• _The task_
Copy the part of the records that opens with the line containing "Where can the baby's dark" and closes with the line containing "<point>197,243</point>", both included, reproducing each line unchanged.

• _Extracted material_

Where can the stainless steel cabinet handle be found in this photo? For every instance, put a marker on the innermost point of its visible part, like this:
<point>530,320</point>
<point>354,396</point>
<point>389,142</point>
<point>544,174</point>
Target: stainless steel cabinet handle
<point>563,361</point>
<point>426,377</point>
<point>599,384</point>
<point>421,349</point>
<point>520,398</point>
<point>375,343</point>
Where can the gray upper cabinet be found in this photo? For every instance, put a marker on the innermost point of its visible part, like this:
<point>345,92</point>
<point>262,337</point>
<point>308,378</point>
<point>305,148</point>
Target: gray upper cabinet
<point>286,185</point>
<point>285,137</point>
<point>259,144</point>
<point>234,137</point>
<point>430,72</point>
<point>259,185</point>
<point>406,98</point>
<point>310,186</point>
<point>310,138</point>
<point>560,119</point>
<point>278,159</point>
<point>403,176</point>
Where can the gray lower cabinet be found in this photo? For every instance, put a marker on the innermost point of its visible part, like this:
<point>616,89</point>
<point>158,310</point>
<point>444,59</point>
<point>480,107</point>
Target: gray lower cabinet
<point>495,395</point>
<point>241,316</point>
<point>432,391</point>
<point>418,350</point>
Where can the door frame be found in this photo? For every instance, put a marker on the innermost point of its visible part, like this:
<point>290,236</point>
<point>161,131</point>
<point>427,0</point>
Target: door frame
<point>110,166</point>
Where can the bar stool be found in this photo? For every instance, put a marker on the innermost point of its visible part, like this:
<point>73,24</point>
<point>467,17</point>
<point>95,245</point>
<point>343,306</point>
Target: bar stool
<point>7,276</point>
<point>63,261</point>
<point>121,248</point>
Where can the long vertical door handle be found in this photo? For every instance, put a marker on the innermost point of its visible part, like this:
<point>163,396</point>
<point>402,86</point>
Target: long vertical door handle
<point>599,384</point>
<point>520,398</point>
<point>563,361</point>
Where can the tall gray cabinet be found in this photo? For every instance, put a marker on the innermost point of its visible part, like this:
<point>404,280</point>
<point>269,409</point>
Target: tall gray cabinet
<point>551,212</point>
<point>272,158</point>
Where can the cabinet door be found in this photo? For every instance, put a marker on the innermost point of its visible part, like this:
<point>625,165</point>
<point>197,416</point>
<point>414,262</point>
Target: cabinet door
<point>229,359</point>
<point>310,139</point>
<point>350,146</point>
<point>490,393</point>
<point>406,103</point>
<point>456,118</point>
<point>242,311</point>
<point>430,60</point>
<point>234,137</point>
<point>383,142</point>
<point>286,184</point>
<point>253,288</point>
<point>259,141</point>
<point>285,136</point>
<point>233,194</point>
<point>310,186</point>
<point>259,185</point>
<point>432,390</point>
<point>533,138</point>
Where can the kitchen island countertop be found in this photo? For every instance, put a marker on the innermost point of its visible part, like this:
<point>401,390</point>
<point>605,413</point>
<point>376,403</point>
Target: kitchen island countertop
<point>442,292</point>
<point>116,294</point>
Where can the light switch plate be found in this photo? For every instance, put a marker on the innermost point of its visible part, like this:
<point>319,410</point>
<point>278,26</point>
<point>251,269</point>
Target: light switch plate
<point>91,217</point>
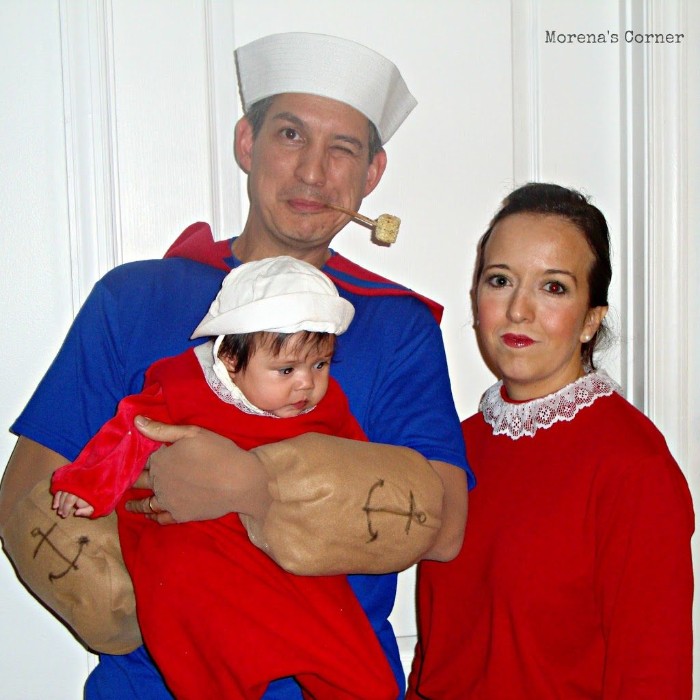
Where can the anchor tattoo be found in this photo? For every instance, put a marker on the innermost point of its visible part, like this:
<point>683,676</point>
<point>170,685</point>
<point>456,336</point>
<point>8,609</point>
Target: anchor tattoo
<point>83,541</point>
<point>411,515</point>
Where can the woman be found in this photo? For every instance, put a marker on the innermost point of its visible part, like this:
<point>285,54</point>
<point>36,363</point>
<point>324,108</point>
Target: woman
<point>575,578</point>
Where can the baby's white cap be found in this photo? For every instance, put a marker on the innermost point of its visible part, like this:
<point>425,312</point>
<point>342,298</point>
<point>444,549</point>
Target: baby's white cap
<point>278,295</point>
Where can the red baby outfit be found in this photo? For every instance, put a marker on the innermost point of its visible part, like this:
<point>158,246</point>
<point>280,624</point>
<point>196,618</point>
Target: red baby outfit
<point>220,618</point>
<point>575,578</point>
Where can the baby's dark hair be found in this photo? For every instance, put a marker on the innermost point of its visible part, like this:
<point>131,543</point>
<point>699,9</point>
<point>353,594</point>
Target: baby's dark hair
<point>240,347</point>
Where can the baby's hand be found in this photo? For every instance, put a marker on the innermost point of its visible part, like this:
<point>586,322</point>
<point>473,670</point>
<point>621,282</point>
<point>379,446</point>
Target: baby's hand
<point>64,503</point>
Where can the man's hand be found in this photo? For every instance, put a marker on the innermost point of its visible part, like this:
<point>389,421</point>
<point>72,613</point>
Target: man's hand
<point>198,476</point>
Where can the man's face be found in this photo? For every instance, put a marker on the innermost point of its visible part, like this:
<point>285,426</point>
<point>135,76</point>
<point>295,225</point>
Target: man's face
<point>310,151</point>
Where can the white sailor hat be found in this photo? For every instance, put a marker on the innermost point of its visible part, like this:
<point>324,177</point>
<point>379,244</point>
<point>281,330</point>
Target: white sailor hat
<point>278,295</point>
<point>327,66</point>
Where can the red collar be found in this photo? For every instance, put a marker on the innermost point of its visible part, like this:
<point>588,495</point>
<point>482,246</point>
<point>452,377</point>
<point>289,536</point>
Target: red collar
<point>197,243</point>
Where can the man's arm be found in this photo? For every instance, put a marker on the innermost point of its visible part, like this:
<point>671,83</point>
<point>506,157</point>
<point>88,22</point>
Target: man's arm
<point>73,565</point>
<point>454,512</point>
<point>29,464</point>
<point>329,505</point>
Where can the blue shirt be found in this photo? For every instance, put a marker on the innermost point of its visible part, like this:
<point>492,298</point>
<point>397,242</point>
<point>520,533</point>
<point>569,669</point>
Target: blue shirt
<point>390,363</point>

• _Answer below_
Where can the baby's dark hair be found in this photo? For every instance, put a marker on the innermost point of its visible part, like this:
<point>131,543</point>
<point>699,9</point>
<point>353,594</point>
Target: baby's dark hair
<point>240,347</point>
Where can the baby's hand be found in this photo? For every instance, put a marker on the innermost point of its visible part, like this:
<point>586,322</point>
<point>473,670</point>
<point>621,282</point>
<point>379,446</point>
Target: baby's hand
<point>64,503</point>
Where can the man's hand be found in this photo? For every instance, put a marker on the innermost point of its visible part, like this:
<point>389,421</point>
<point>72,613</point>
Target: man's hand
<point>198,476</point>
Where can the man's face be found in this photo? For every instance, put a marker on the innermost point of its visible part, like this:
<point>285,426</point>
<point>135,76</point>
<point>295,225</point>
Target: man's face
<point>310,151</point>
Where can the white sailor hat be found in this photo? For every instance, put a marker on the innermost point of its visible part, like this:
<point>324,177</point>
<point>379,244</point>
<point>281,330</point>
Target: white sailor hat
<point>278,295</point>
<point>327,66</point>
Where can the red collar be found in this photo? For every instance, put a marker on the innermost point of its visible part, like this:
<point>588,495</point>
<point>482,246</point>
<point>452,377</point>
<point>289,536</point>
Target: red collar
<point>197,243</point>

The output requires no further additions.